<<<<
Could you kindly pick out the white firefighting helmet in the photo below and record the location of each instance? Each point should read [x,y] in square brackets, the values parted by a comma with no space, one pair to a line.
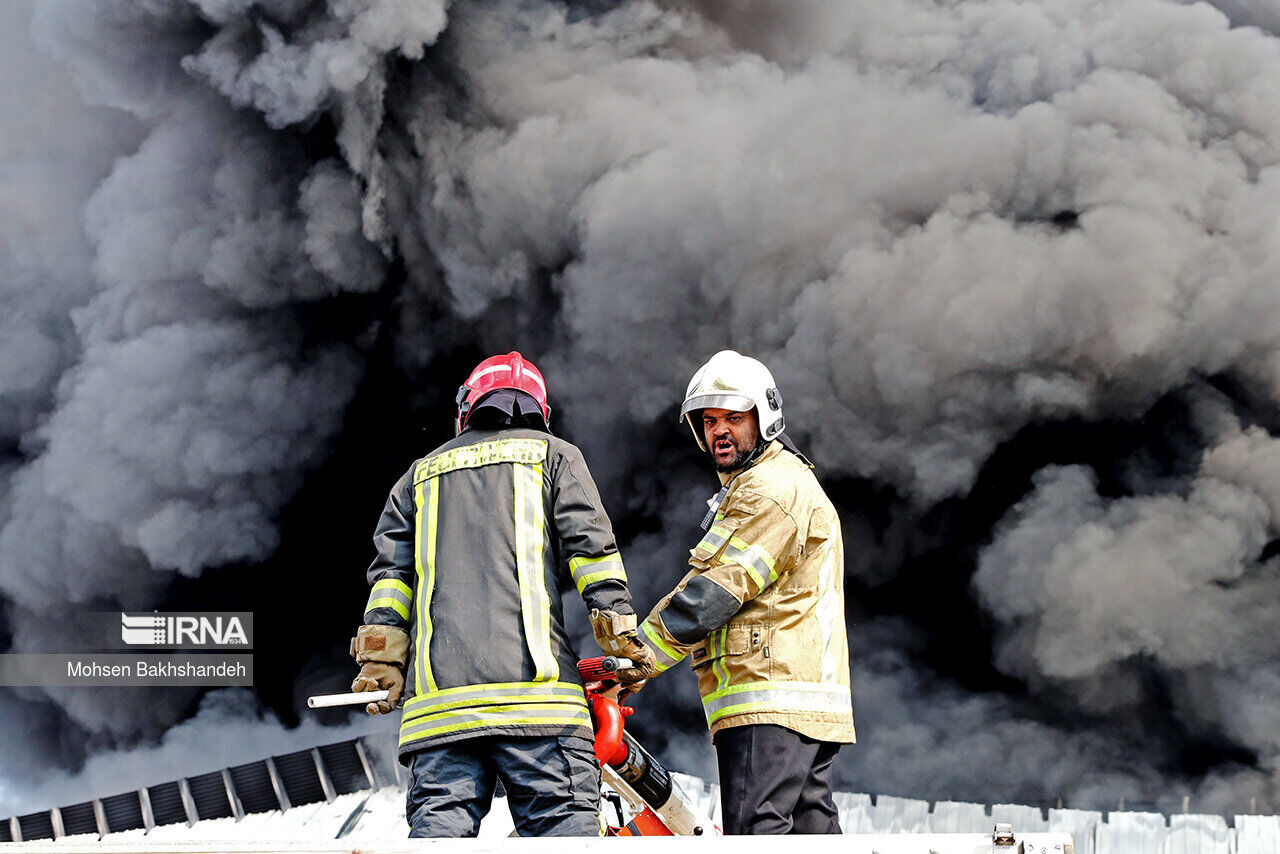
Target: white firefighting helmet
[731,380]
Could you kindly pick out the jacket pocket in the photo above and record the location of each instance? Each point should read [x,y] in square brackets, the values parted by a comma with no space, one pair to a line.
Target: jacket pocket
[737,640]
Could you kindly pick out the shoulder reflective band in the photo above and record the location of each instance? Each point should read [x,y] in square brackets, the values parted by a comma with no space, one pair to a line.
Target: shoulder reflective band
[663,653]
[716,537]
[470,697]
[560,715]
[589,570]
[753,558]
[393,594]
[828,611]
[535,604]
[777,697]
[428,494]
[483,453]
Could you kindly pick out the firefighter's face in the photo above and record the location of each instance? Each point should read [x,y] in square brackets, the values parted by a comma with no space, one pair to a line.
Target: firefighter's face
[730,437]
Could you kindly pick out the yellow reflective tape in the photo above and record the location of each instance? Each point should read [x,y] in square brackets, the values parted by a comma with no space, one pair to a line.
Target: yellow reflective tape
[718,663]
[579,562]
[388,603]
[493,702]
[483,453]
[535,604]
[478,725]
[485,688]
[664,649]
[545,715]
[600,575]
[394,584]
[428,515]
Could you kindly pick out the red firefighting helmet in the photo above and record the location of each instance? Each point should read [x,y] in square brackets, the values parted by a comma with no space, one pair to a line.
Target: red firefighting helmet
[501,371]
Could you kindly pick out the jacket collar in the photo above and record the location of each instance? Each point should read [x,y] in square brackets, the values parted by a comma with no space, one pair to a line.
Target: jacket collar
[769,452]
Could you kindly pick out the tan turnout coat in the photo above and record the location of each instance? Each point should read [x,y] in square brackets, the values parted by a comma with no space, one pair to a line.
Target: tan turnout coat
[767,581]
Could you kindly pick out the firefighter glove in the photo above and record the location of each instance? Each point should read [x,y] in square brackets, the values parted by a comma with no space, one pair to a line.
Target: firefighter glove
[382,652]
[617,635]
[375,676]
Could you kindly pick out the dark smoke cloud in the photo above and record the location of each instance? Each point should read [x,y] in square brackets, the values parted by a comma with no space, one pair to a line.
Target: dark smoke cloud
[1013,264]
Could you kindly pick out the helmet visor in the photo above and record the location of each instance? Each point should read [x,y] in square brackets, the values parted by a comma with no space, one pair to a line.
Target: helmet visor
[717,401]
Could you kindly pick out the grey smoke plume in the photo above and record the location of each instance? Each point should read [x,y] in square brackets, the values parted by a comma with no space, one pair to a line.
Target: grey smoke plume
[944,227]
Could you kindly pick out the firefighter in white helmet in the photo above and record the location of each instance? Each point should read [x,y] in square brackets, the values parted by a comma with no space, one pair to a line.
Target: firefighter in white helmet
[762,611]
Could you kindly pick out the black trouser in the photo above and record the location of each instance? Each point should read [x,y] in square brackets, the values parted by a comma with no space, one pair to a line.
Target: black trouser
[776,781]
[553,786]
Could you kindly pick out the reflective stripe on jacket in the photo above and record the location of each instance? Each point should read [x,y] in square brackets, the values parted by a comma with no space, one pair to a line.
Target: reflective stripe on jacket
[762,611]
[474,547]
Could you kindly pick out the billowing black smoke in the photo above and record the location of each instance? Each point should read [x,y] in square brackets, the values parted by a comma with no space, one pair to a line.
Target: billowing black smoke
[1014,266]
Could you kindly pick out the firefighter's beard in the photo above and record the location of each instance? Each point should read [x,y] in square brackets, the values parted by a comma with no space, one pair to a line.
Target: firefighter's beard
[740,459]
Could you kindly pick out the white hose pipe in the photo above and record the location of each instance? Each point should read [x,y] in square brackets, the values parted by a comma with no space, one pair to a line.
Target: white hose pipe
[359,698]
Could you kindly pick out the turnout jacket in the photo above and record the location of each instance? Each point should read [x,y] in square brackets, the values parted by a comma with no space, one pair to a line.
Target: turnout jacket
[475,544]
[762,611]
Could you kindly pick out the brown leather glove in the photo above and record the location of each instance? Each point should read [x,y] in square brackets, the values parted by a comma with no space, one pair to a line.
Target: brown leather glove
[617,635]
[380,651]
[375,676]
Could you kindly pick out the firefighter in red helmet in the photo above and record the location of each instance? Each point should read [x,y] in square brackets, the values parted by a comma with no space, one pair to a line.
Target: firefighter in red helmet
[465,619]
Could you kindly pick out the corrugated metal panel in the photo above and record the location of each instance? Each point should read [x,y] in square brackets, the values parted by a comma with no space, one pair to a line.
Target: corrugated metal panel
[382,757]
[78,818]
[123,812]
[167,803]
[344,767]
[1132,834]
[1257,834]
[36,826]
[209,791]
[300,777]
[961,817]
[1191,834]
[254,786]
>>>>
<<<<
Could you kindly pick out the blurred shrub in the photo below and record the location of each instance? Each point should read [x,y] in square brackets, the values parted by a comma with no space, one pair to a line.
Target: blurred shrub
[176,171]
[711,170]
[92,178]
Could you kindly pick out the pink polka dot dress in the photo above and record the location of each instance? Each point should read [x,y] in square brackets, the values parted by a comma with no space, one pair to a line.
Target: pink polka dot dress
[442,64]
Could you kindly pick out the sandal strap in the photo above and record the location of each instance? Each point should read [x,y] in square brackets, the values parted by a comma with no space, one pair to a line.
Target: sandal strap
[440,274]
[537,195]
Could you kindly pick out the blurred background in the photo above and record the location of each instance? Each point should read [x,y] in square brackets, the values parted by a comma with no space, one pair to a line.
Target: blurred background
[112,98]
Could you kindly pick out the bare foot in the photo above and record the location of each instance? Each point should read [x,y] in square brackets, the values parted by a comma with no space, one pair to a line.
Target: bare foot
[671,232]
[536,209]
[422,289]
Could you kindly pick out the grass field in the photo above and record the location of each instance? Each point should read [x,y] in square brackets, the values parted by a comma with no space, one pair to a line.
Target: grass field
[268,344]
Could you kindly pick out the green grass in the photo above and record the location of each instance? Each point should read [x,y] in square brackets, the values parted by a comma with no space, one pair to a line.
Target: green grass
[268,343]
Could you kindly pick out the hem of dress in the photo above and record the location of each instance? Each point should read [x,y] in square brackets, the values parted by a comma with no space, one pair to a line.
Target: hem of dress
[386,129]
>>>>
(WHAT IS BEING ASKED) Pick out each line in the entries above that contains the word "shrub" and copy those lines unchanged.

(ANSWER)
Could you kindly pick out the blurred shrub in the photo below and record the location of each instance? Each point should read [x,y] in square brackets, the values parted by a comma with no space, one pair to a line.
Target: blurred shrub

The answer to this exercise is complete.